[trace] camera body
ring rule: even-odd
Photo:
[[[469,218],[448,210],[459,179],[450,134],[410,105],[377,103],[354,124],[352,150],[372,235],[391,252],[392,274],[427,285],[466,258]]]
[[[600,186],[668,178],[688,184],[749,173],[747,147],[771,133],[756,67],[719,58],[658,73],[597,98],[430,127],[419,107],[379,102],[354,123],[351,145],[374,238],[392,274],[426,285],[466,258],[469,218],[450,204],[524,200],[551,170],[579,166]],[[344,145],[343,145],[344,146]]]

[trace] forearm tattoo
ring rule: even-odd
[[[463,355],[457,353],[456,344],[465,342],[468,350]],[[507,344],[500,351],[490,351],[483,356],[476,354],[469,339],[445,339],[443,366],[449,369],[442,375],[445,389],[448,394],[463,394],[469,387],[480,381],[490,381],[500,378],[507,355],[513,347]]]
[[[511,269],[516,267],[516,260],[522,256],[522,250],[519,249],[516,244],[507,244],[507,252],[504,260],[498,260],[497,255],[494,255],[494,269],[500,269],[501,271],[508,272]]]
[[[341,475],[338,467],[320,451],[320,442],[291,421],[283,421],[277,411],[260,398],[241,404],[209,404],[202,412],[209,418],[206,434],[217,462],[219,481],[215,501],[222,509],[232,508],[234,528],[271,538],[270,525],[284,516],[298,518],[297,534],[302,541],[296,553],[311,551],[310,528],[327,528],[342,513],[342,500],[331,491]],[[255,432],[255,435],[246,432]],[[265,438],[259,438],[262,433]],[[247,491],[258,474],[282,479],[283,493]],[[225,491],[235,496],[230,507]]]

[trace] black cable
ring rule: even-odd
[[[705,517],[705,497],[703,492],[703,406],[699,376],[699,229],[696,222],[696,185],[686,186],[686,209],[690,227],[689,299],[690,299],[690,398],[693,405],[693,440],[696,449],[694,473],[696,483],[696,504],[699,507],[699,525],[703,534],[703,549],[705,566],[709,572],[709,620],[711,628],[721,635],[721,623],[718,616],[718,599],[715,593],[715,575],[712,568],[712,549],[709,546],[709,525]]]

* * *

### Stated exercise:
Set out every line of the entries above as a numbered list, leaving out the blank lines.

### Solution for this problem:
1. [trace] camera body
2. ring rule: even-odd
3. Photo:
4. [[[469,218],[448,210],[459,179],[450,134],[410,105],[377,103],[354,124],[352,150],[372,235],[391,252],[392,274],[427,285],[466,258]]]
5. [[[600,186],[668,178],[688,184],[749,173],[747,147],[771,133],[756,67],[719,58],[658,73],[597,98],[430,127],[419,107],[379,102],[354,123],[351,145],[374,238],[392,274],[426,285],[466,258],[469,218],[450,204],[524,200],[551,170],[579,166]],[[344,145],[343,145],[344,146]]]
6. [trace] forearm tattoo
7. ring rule: even-odd
8. [[[463,355],[457,353],[456,344],[465,342],[468,350]],[[507,344],[500,351],[490,351],[483,356],[476,354],[469,339],[445,339],[443,366],[449,369],[442,375],[445,389],[448,394],[463,394],[469,387],[480,381],[490,381],[500,378],[507,355],[513,347]]]
9. [[[511,269],[516,267],[516,260],[522,256],[522,250],[519,249],[516,244],[507,244],[507,252],[504,260],[498,260],[497,255],[494,255],[494,269],[500,269],[501,271],[508,272]]]
10. [[[341,475],[338,467],[320,451],[320,442],[291,421],[283,421],[277,411],[260,398],[241,404],[209,404],[202,412],[209,418],[206,434],[217,462],[219,481],[215,501],[222,509],[232,508],[234,528],[271,538],[270,525],[284,516],[298,518],[297,534],[302,541],[296,553],[311,551],[310,528],[327,528],[342,513],[342,500],[331,491]],[[255,432],[255,435],[246,432]],[[265,438],[259,438],[262,433]],[[247,491],[258,474],[282,479],[283,493]],[[225,491],[235,496],[230,507]]]
11. [trace] black cable
12. ring rule: even-odd
13. [[[705,517],[705,497],[703,492],[703,406],[699,376],[699,229],[696,222],[696,185],[686,186],[686,209],[690,227],[689,299],[690,299],[690,398],[693,405],[693,440],[696,449],[694,473],[696,483],[696,504],[699,507],[699,525],[703,534],[703,549],[705,566],[709,572],[709,620],[711,628],[721,635],[721,623],[718,616],[718,599],[715,593],[715,575],[712,568],[712,549],[709,546],[709,525]]]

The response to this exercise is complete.